** EXTRACTED RECORDS follows **

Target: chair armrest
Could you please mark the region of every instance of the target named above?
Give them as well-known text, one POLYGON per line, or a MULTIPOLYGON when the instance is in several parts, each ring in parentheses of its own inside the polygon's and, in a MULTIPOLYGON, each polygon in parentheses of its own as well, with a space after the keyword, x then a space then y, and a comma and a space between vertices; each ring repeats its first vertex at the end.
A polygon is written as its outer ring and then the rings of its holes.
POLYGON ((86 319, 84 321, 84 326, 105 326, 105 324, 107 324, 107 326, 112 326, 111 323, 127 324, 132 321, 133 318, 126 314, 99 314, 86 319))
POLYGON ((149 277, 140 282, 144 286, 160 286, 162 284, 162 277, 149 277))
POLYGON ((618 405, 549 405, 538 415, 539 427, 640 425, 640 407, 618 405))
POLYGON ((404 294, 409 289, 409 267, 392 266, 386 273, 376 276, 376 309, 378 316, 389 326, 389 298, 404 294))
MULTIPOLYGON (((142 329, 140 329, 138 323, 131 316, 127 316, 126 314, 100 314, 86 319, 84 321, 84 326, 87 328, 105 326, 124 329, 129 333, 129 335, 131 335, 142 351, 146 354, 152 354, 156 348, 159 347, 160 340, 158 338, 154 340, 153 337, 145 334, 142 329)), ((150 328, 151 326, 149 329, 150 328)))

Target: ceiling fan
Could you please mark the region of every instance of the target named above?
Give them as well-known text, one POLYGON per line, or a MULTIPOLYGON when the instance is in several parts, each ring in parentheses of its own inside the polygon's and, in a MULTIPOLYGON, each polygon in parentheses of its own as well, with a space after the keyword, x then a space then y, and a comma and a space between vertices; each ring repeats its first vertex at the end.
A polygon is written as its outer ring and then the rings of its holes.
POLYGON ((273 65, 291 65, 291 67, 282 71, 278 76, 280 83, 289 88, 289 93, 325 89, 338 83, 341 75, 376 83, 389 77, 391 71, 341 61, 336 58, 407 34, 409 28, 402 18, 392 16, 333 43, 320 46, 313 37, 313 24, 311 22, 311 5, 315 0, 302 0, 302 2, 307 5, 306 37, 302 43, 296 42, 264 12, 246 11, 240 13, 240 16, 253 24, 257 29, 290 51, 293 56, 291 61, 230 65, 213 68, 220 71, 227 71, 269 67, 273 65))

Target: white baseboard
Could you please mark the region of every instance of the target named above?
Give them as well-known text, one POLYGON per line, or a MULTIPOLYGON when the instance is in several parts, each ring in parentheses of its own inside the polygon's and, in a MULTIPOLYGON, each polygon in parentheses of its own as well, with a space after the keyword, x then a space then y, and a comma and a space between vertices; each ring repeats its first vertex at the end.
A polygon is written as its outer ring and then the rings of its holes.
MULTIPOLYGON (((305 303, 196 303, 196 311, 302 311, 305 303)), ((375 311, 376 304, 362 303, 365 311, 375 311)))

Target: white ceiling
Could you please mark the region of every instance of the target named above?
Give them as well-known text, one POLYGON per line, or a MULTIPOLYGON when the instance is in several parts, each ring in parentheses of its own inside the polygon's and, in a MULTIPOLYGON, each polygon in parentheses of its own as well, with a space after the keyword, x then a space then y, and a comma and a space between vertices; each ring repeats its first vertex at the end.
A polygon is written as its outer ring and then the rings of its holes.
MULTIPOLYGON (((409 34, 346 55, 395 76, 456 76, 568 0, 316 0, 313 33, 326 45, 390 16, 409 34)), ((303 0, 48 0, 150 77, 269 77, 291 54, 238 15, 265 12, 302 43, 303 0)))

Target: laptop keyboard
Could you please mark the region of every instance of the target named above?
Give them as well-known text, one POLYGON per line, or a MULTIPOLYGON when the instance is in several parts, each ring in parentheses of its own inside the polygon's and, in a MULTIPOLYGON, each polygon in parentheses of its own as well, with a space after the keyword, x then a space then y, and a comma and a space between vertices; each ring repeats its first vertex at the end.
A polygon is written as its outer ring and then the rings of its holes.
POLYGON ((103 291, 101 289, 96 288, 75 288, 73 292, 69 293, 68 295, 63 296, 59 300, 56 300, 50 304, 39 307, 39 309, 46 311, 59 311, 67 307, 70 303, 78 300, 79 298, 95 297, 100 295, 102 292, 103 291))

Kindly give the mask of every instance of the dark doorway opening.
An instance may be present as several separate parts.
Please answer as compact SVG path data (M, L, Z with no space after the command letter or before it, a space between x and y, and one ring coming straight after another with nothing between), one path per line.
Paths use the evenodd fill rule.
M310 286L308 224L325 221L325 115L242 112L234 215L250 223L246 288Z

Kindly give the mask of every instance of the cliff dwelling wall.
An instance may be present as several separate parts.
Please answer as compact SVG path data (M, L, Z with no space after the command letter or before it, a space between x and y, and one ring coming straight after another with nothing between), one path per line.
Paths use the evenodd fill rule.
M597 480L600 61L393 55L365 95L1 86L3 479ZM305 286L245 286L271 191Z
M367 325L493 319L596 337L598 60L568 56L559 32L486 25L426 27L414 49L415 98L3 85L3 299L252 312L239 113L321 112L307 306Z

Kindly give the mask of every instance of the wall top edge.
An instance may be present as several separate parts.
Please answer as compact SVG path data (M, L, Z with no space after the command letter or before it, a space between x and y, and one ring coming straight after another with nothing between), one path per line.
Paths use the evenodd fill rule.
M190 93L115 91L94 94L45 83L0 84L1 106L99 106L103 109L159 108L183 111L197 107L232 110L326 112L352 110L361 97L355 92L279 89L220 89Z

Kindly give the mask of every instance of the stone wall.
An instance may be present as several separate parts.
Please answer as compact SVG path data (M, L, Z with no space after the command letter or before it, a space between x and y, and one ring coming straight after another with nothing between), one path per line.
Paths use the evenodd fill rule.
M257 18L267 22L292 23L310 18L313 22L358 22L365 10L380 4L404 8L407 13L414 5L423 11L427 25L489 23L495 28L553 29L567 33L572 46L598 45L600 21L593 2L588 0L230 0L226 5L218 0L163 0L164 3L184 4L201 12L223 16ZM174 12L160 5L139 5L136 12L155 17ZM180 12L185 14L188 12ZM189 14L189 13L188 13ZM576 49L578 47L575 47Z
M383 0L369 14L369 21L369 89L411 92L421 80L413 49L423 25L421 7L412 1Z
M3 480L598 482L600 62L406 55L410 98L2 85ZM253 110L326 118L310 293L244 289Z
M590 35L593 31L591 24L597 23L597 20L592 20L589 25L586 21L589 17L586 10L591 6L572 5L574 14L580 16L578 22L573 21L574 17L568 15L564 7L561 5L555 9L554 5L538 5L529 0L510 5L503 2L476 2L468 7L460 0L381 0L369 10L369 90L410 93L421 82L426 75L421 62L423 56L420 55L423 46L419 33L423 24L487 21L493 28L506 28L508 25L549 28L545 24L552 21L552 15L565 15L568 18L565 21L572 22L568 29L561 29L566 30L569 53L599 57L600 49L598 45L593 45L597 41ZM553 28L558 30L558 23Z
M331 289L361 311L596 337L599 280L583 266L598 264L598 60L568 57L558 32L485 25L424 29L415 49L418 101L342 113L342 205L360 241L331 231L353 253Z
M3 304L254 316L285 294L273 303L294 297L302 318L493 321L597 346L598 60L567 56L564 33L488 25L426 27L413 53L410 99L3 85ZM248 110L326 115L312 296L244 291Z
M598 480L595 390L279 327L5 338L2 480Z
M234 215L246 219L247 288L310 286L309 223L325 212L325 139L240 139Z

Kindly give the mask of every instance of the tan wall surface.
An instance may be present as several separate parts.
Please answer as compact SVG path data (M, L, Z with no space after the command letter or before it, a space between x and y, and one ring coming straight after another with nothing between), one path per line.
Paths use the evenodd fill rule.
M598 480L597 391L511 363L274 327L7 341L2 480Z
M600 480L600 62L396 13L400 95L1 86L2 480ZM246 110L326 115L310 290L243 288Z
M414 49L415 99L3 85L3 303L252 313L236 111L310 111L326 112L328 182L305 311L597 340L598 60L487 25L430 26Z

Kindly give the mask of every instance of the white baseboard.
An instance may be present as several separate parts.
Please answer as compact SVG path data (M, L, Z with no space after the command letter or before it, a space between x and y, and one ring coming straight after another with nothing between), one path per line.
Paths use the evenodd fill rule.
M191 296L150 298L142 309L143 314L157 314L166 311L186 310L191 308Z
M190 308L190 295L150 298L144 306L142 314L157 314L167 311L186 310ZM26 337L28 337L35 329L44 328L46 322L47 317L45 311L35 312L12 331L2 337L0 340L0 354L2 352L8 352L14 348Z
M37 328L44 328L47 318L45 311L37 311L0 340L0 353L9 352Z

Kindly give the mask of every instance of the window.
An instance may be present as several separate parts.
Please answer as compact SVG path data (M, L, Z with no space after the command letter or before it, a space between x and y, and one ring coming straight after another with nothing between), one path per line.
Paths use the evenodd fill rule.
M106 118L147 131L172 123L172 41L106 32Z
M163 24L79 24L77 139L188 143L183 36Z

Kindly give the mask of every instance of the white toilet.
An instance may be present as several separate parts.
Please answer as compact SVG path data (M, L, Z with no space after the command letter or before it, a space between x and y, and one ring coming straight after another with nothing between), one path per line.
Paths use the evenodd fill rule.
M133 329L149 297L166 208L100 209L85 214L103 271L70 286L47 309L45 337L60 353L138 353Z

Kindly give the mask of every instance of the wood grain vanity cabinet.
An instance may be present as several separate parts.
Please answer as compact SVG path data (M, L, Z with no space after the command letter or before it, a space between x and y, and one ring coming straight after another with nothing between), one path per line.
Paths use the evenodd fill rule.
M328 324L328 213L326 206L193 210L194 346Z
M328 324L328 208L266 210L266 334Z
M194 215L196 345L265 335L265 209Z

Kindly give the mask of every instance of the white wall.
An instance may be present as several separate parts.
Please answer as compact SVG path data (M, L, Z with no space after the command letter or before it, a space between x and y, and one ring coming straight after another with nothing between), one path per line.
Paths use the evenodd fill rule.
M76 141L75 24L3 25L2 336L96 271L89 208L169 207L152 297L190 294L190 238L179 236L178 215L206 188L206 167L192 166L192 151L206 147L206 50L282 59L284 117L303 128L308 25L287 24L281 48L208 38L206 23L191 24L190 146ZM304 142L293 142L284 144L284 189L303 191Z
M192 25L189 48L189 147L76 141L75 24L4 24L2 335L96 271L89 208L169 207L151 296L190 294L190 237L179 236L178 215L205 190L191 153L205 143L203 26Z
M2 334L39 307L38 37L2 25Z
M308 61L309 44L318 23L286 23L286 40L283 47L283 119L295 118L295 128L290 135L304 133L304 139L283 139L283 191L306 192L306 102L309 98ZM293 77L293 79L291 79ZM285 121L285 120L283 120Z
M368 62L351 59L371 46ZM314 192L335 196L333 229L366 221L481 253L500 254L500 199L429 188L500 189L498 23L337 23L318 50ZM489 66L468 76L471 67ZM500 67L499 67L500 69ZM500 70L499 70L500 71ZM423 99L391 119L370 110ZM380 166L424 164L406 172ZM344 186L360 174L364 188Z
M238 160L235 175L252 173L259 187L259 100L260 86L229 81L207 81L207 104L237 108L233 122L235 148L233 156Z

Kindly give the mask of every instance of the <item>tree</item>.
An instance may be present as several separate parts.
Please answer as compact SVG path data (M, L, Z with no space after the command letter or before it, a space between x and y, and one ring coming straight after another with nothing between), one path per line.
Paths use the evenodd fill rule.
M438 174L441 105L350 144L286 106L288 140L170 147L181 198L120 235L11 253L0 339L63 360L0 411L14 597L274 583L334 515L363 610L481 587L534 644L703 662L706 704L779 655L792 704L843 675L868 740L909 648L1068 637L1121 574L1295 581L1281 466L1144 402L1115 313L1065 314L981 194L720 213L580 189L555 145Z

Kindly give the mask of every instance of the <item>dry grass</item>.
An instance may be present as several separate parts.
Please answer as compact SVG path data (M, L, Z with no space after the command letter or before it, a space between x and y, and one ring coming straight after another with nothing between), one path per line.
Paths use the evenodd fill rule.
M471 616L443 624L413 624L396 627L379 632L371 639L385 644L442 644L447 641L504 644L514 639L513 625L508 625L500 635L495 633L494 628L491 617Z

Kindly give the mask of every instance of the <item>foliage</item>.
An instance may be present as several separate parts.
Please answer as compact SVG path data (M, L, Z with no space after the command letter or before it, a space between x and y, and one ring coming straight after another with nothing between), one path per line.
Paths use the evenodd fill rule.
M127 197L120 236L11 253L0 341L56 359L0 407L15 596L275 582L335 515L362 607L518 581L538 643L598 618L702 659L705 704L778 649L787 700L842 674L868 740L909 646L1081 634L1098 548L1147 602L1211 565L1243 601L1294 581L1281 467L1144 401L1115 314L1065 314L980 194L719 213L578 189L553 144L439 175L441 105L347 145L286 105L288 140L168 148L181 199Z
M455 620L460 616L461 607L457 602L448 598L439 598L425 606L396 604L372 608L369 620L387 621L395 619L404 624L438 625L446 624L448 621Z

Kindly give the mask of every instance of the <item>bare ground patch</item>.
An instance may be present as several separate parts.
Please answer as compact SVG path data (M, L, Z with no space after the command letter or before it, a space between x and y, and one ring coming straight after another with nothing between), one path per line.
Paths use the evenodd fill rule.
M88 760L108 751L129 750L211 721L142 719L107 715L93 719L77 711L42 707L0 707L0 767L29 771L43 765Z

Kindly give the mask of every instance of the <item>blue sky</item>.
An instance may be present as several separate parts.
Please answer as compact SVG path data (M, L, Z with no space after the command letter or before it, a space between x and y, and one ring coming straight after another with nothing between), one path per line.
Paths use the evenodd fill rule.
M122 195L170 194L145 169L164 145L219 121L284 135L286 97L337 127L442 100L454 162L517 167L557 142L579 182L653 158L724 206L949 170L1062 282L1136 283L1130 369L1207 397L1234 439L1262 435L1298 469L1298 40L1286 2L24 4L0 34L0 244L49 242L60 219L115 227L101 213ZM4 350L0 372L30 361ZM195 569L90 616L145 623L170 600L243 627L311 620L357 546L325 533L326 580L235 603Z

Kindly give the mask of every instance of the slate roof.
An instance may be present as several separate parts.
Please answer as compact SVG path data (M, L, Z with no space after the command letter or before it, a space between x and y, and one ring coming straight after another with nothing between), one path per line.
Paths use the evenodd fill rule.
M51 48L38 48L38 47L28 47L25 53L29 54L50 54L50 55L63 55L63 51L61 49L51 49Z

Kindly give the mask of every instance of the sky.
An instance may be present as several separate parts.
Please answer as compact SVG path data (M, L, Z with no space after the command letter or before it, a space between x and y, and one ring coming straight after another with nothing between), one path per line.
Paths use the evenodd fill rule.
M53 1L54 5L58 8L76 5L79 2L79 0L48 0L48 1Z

** End of EXTRACTED RECORDS **

● WORK ORDER:
Going through the entries, return every line holding the word "white".

● EXERCISE SOLUTION:
Target: white baseboard
Target: white ceiling
Kindly give the mask of every instance of the white baseboard.
Kindly give the mask of every instance of the white toilet.
Kindly give the mask of every instance of the white wall.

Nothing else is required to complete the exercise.